* Begin Data lines *

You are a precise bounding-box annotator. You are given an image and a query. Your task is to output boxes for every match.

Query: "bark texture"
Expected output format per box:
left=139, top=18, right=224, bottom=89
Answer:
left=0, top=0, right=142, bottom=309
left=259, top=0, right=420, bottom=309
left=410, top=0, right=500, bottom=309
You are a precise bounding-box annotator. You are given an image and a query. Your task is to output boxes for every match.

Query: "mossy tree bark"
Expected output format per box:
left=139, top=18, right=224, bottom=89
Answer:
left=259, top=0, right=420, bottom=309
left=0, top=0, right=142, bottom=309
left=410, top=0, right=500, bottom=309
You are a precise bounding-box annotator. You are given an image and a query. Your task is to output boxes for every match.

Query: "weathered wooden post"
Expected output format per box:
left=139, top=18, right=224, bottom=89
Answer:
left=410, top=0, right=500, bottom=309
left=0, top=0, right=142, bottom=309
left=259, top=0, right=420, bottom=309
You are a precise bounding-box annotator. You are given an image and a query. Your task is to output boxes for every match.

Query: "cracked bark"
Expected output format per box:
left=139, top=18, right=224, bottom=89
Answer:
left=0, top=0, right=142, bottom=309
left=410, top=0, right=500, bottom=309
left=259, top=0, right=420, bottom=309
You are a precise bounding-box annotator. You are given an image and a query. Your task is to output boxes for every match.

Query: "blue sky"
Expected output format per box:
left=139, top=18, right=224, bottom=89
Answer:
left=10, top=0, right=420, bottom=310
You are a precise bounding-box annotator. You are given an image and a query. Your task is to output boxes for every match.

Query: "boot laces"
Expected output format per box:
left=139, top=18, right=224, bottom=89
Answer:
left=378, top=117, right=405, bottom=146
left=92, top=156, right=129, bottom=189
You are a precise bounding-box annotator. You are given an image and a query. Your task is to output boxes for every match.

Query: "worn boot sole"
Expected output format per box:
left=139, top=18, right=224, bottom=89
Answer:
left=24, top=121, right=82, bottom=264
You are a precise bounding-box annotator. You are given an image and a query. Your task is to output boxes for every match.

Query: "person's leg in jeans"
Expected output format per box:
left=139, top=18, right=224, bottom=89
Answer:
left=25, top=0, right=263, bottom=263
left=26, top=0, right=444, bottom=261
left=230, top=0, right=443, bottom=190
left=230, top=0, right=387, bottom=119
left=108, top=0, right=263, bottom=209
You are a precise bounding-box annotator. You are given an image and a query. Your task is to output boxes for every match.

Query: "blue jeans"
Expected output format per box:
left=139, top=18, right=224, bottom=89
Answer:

* End Data lines *

What the exercise asks: Return every line from the entries above that contains the string "jeans", copying each line in full. Case counts.

Output for this exercise:
Query: "person's leg in jeans"
Query: "blue jeans"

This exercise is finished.